▸ TASK TO COMPLETE
Wherever a line in the records contains the word "below", return that line.

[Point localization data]
- Opening Delimiter -
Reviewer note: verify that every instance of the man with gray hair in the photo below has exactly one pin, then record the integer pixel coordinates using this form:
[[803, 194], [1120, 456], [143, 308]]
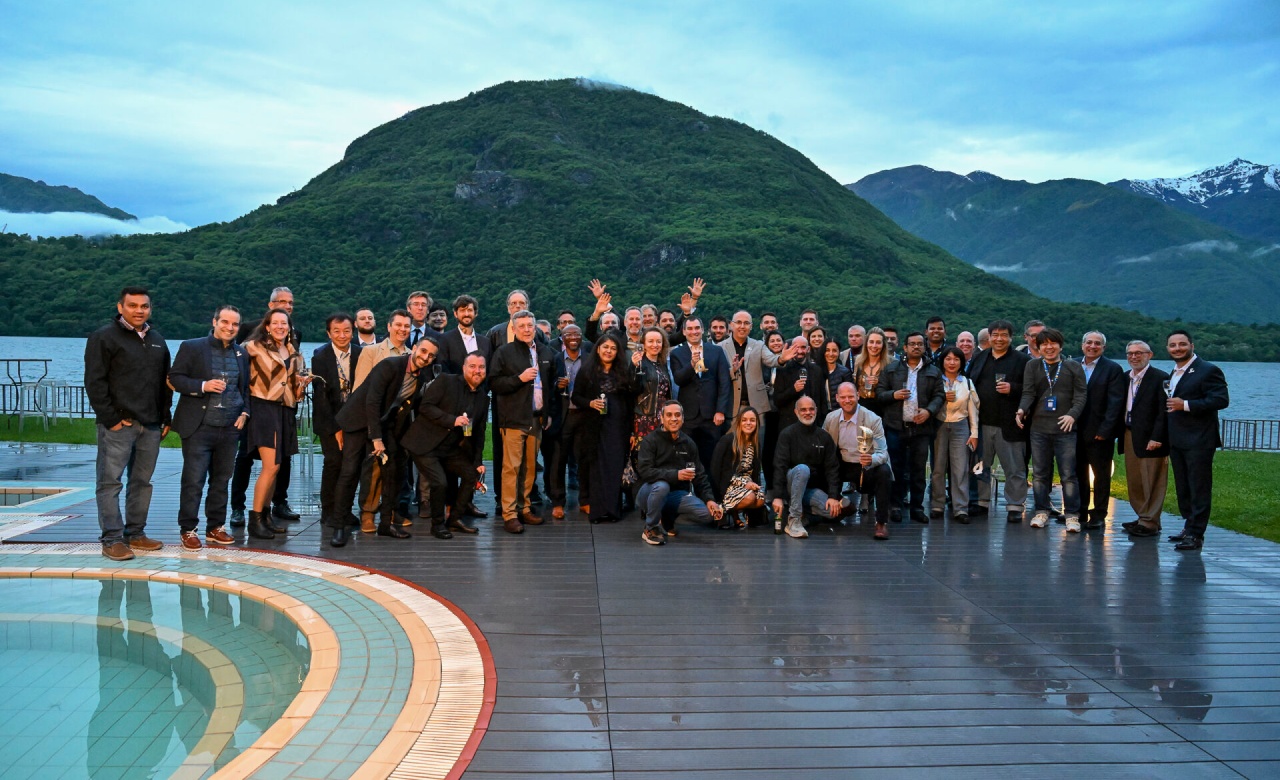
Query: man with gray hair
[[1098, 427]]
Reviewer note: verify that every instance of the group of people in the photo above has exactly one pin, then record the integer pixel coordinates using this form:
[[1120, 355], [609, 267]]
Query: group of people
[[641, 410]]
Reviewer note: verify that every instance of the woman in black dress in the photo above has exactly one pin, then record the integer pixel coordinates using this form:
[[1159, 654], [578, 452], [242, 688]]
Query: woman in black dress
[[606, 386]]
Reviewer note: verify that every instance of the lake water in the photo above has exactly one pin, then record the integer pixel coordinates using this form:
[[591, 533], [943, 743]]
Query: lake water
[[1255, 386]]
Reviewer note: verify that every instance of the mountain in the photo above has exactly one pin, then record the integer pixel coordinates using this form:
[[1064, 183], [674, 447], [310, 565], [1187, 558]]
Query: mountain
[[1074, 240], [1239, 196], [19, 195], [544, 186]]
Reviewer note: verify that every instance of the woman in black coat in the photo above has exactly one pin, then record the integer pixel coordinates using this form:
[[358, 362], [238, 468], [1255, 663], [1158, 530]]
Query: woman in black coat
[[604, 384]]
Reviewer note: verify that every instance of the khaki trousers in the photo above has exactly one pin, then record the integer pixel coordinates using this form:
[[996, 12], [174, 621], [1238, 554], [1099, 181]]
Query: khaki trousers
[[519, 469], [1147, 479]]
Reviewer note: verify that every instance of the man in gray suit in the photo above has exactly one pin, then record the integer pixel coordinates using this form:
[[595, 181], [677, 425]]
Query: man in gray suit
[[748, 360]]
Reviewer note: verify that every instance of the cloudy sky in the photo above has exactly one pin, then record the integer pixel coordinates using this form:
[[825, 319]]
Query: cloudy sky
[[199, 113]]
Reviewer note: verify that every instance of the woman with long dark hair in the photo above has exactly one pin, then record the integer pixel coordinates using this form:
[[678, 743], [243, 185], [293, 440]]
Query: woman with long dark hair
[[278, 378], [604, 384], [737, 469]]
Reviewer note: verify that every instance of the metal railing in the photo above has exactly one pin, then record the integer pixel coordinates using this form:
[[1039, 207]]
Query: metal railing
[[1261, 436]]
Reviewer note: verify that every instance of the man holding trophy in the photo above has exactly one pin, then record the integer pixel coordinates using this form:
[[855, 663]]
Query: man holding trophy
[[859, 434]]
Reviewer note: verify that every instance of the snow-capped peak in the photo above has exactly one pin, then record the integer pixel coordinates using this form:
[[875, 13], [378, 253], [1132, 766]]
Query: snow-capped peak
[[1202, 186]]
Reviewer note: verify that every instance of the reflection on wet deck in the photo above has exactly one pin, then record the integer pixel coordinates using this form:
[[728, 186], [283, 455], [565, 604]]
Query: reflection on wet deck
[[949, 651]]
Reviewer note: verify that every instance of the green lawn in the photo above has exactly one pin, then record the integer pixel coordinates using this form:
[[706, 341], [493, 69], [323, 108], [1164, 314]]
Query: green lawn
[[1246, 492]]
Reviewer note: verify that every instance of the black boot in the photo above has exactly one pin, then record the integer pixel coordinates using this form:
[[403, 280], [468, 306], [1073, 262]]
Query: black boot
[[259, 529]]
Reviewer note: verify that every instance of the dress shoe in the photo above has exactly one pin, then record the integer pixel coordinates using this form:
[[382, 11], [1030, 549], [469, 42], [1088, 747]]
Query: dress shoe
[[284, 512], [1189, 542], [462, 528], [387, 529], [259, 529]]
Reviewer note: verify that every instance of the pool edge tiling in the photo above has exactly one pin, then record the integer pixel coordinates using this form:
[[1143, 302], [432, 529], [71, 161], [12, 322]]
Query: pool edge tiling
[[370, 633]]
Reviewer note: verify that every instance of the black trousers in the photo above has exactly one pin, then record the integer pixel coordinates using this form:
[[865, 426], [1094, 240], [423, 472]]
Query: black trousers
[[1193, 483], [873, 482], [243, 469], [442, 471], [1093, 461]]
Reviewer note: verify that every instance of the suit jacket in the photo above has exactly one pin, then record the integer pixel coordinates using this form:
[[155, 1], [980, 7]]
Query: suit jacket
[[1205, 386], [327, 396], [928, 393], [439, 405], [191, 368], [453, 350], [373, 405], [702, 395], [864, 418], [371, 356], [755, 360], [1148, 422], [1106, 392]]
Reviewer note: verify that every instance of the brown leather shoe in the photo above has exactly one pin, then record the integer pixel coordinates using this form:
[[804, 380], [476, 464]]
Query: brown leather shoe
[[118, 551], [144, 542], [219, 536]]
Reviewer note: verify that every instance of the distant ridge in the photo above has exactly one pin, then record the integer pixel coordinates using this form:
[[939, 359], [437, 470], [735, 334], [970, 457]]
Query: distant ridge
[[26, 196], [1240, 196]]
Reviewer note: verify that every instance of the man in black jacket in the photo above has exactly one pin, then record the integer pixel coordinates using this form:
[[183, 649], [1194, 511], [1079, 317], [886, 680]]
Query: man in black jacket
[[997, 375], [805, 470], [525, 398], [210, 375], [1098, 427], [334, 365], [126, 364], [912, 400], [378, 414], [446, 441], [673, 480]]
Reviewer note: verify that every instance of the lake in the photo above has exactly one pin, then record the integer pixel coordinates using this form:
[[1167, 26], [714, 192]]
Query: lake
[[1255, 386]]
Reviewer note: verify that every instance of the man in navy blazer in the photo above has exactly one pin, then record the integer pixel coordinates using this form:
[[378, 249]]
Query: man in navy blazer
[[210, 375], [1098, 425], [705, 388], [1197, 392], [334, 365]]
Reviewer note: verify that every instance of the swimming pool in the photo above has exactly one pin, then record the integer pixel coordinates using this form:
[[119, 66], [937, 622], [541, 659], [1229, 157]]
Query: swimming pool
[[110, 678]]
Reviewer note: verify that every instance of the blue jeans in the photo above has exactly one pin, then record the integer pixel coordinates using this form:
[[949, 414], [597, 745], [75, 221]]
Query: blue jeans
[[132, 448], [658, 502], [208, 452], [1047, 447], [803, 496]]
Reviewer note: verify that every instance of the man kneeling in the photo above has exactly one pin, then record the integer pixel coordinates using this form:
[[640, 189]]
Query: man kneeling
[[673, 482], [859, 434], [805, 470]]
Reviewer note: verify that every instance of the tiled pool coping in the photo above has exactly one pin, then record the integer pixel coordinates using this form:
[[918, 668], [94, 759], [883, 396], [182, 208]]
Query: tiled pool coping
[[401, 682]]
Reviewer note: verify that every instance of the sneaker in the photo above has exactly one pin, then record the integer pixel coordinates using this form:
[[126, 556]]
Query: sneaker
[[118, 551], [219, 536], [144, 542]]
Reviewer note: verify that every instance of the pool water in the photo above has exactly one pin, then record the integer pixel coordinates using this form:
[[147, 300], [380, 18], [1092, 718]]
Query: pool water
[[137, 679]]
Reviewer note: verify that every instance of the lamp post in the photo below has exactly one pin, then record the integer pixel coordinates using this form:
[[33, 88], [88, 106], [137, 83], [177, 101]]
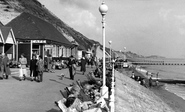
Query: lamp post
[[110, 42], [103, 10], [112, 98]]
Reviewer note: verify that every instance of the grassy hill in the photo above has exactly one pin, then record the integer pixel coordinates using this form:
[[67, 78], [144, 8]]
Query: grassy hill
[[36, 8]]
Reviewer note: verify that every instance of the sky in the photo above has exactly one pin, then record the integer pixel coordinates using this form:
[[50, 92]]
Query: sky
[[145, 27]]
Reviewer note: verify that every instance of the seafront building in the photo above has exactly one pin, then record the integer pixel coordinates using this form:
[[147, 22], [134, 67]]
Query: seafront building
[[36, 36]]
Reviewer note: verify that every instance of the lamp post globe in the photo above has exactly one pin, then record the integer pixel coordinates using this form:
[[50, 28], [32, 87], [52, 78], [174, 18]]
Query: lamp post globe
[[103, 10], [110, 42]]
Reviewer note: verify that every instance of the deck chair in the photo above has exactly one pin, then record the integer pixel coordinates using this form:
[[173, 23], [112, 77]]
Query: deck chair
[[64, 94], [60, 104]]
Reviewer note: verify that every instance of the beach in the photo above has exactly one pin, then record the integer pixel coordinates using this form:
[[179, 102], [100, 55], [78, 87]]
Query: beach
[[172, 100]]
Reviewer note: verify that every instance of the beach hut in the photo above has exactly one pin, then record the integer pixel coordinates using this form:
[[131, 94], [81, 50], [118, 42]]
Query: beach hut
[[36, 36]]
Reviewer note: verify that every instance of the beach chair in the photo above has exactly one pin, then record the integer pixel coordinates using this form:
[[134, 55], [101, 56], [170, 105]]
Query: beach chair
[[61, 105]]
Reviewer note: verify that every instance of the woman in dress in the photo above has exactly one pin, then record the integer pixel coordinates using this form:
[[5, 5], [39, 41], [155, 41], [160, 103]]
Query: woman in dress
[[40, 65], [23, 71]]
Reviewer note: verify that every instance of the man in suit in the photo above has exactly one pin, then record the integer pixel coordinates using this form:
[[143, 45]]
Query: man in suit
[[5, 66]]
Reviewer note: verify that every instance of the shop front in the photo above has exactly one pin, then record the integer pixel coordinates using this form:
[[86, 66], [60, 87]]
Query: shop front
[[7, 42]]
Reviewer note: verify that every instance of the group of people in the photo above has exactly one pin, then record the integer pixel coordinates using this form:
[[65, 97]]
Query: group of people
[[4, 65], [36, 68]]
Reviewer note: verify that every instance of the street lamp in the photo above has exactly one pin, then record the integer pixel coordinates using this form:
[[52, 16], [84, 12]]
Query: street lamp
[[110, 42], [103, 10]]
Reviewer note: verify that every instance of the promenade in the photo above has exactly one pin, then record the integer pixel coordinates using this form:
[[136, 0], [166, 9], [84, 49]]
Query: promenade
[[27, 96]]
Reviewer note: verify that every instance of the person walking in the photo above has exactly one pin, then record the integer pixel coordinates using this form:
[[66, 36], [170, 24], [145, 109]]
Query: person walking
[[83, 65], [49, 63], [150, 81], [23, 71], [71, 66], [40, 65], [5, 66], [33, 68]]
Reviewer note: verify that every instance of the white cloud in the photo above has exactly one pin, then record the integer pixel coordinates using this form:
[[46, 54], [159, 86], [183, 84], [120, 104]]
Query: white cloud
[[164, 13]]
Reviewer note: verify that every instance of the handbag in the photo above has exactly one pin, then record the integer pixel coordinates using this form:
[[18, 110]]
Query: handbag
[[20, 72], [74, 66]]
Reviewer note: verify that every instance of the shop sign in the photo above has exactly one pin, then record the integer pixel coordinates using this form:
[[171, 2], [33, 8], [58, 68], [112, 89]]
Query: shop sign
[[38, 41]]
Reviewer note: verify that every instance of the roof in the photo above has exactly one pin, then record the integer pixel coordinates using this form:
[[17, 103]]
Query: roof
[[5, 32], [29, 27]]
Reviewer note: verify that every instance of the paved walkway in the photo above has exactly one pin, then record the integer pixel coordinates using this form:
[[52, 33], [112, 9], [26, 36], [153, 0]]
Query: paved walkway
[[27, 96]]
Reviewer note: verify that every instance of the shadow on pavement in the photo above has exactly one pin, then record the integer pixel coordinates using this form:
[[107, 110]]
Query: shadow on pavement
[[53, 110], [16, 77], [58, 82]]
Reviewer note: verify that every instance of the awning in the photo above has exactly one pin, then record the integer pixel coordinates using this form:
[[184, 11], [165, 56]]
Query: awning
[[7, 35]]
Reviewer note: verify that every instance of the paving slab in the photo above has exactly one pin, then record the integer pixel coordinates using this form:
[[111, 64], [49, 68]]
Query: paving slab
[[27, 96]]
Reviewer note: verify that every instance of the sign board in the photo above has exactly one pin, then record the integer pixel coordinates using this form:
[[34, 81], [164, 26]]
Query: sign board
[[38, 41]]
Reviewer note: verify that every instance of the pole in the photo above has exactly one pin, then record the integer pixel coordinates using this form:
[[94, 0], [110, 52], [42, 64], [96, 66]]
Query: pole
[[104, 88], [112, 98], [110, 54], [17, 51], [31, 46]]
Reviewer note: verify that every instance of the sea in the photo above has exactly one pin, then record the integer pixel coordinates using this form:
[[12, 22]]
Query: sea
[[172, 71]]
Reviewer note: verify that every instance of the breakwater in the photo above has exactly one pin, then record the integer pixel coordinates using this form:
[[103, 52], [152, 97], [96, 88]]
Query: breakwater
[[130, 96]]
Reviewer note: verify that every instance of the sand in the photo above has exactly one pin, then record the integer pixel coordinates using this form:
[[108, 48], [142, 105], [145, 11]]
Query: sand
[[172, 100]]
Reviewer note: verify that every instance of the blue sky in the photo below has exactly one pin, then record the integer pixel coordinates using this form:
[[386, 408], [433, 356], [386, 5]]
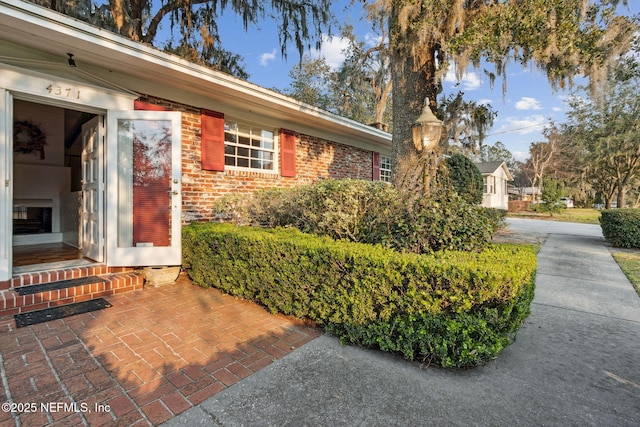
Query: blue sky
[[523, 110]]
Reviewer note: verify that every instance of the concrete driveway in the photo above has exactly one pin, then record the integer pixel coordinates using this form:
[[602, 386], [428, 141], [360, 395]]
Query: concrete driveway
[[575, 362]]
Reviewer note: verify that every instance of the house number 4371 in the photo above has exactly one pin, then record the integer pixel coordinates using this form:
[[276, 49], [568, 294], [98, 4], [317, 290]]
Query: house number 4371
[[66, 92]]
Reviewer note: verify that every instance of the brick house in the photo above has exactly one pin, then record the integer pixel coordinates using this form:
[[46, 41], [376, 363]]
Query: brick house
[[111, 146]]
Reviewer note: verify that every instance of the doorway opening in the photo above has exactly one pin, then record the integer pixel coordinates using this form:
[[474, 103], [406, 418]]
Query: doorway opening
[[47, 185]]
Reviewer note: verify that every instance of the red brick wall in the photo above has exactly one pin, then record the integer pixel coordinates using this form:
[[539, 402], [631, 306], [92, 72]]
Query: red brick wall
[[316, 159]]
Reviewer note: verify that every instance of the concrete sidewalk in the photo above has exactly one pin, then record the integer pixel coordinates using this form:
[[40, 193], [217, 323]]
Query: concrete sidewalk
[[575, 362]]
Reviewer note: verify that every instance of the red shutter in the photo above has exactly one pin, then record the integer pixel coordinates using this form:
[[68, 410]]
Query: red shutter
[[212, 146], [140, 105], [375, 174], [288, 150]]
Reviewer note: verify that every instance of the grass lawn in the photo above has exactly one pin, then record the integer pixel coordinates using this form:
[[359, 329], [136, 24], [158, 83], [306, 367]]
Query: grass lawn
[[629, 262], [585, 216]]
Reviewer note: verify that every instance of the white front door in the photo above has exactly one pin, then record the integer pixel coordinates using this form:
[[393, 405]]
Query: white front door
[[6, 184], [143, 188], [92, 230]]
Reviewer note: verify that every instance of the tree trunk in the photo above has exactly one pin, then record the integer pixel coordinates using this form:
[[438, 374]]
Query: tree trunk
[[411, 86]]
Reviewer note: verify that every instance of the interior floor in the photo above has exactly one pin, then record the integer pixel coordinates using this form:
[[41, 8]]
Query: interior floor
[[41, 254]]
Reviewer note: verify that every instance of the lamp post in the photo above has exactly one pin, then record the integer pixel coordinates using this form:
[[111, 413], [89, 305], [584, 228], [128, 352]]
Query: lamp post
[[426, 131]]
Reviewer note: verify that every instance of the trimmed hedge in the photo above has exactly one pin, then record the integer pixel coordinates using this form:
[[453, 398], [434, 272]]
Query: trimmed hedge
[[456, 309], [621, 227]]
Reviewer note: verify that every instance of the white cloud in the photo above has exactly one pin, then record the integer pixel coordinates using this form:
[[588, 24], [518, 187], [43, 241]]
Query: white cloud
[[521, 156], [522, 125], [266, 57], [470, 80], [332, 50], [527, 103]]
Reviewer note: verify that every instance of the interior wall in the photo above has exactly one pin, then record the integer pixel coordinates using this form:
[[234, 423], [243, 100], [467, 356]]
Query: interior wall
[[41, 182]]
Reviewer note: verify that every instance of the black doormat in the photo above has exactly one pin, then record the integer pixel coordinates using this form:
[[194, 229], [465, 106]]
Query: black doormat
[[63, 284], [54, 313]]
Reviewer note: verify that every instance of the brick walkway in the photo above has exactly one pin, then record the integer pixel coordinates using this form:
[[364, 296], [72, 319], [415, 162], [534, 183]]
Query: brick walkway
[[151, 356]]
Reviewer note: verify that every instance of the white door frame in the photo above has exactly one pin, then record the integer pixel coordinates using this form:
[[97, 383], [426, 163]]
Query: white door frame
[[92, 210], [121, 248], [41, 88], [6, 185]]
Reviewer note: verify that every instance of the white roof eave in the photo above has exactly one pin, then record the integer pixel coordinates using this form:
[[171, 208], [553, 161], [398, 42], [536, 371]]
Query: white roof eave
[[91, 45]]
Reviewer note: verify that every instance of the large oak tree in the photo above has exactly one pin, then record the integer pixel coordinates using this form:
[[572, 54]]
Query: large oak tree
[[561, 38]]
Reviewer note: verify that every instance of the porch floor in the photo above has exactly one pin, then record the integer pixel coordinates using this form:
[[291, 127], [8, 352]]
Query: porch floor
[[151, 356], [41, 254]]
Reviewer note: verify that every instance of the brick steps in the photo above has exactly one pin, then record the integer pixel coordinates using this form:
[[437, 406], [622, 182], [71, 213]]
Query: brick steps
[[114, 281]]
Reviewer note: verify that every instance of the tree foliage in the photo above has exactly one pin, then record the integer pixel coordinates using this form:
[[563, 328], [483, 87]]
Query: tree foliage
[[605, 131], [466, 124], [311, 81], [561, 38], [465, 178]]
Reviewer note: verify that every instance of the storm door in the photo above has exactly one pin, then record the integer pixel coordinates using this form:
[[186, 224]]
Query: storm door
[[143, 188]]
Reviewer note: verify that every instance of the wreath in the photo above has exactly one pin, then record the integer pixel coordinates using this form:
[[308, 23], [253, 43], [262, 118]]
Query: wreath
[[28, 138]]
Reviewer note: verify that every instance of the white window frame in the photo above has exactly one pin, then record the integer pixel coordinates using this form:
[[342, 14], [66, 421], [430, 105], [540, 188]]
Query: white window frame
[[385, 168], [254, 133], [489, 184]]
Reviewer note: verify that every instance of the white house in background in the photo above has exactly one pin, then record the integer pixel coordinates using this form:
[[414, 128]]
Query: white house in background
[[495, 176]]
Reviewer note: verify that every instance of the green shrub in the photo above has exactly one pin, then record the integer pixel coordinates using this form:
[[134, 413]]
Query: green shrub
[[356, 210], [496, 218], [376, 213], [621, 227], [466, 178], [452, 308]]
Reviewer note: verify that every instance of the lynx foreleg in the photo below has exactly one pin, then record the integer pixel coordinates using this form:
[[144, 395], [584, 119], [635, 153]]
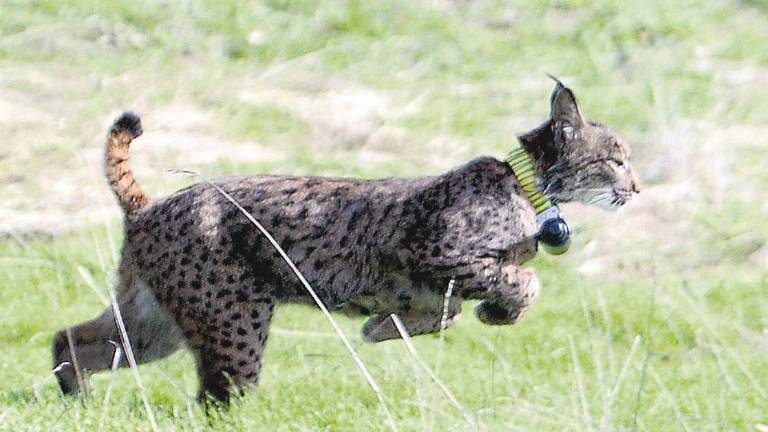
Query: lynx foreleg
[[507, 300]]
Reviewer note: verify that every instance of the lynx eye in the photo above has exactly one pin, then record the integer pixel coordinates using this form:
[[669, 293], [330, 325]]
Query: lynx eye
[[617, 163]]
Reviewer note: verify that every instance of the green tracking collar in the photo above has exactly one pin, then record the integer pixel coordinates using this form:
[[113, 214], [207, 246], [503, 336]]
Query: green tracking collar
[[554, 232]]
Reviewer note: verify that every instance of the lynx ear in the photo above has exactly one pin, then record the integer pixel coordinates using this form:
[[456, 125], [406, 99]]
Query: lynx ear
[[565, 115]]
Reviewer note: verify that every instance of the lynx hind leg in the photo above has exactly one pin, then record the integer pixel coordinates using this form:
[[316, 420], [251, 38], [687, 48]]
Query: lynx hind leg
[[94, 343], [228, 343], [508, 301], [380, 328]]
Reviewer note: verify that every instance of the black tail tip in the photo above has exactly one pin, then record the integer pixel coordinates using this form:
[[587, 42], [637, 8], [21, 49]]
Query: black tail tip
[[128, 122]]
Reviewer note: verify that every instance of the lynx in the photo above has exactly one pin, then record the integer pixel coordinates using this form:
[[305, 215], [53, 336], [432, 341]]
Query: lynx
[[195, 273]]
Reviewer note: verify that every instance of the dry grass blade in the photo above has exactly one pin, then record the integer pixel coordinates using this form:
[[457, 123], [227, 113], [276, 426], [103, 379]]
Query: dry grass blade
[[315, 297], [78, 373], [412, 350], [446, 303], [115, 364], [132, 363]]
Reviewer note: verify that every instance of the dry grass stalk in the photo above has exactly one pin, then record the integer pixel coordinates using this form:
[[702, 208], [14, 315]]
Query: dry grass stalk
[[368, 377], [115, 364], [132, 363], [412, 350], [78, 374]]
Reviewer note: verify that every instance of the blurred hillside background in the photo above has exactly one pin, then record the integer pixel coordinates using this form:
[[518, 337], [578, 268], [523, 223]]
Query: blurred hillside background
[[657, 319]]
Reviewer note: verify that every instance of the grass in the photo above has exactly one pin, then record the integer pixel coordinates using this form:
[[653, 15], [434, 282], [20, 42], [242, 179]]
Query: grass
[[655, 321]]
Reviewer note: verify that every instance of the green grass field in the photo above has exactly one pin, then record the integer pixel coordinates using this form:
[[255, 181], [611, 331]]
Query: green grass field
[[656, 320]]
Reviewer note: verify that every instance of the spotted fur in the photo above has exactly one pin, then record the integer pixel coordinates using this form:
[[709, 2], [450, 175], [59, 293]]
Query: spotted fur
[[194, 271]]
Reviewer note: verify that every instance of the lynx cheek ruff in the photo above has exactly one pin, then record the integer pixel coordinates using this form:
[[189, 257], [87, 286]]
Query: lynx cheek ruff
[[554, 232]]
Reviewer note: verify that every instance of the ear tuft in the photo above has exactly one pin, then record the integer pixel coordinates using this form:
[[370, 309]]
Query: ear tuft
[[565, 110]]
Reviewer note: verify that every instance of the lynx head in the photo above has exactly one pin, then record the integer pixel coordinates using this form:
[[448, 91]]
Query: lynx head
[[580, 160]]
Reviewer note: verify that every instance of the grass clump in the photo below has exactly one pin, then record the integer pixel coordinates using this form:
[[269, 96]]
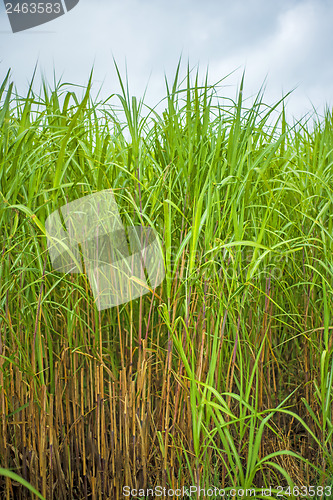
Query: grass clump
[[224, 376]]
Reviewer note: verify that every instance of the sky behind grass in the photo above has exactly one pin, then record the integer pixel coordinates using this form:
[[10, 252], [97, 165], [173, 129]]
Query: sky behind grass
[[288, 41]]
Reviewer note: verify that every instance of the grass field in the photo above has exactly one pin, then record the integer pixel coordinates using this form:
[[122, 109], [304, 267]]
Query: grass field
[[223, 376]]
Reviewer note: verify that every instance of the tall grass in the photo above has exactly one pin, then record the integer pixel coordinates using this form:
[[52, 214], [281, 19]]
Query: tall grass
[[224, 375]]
- Closing Delimiter -
▸ EXERCISE ANSWER
Reviewer note: verify that every instance of the man with gray hair in the photo below has exactly one pin, then record the integer pixel coordinates using this form:
Reviewer note: verify that every instance of the lamp post in the photo below has exactly one pin, then record the integer pixel coordinates using this form:
Reviewer note: verify that every instance of the blue sky in the photo below has exactly one pin, then record the integer pixel coordinates using this form:
Reviewer note: verify that every instance of the lynx foreleg in the photo below has exactly one pin, then record the integer pixel coordinates using this form:
Reviewer note: verify that every instance of the grass clump in the photo below has exactly one pin, then record the integer pixel coordinates using this form:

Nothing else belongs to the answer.